═════ Data under study ═════

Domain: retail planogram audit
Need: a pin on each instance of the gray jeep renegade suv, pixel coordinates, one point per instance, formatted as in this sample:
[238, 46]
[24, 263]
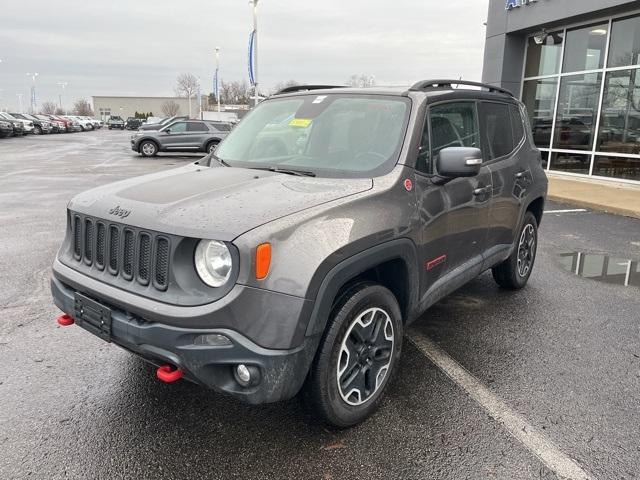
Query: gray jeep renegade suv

═════

> **What you should do**
Search the entries for "gray" and show every line that has it.

> **Expected answer**
Need: a pin on each instance of the gray jeep renegade suv, pixel coordinates, one point per instance, formatted as in this sample:
Query: gray jeep renegade suv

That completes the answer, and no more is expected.